### Items
○ ○ ○

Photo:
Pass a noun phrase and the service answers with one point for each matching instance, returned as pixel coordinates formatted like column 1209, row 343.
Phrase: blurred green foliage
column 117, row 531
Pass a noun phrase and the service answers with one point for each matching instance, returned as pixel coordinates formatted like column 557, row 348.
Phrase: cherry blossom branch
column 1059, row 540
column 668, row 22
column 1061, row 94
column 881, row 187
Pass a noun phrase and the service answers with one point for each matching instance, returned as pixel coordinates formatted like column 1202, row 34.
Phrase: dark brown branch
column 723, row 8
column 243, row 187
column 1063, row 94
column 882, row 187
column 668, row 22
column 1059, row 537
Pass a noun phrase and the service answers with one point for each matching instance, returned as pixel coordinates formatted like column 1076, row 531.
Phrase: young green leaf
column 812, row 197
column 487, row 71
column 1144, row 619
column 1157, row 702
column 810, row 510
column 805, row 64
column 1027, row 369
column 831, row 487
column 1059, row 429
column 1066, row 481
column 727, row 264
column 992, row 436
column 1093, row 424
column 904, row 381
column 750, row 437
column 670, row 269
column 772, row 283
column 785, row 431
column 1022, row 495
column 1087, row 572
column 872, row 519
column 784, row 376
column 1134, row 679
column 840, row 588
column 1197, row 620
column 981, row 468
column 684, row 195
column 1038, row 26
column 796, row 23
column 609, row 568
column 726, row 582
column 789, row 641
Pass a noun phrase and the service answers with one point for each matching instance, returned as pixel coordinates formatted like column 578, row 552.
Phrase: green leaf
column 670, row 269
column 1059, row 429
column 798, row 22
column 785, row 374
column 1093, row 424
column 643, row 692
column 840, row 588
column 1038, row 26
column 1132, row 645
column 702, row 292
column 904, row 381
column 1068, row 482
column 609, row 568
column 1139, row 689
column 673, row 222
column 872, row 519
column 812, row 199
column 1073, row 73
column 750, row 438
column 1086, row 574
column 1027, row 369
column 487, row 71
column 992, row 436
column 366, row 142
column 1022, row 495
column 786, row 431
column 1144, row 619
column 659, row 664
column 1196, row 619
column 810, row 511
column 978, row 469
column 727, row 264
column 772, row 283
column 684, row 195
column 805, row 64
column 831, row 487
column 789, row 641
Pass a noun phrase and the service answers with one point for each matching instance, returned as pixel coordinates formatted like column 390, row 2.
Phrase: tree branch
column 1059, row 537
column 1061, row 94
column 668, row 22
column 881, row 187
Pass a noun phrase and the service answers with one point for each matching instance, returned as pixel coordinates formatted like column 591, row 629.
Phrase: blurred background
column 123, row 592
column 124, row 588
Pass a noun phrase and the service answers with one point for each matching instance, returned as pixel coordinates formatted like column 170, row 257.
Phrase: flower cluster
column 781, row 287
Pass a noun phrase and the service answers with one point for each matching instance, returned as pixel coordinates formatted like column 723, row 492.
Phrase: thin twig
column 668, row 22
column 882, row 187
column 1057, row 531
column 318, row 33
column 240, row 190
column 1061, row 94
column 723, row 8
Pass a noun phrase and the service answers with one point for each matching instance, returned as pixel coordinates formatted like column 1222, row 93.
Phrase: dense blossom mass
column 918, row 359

○ ○ ○

### Given exercise
Can you copy out, unchanged, the stretch of the listing above from the line containing "170, row 257." through the final line of the listing?

### Problem solution
Pass a noun phrase and the service answers with one point for each matching instance, returned as pixel coordinates formatted like column 170, row 257.
Phrase: flower cluster
column 781, row 287
Pass a noun phrase and the service answers with one point for each matching instance, returned as pixel coordinates formatted like column 723, row 492.
Phrase: thin twig
column 668, row 22
column 882, row 187
column 1057, row 531
column 318, row 33
column 240, row 190
column 1061, row 94
column 723, row 8
Pass a noun phrase and the service answers with one point for each matching instance, returned as pixel coordinates formatted like column 1222, row 93.
Phrase: dense blossom mass
column 918, row 359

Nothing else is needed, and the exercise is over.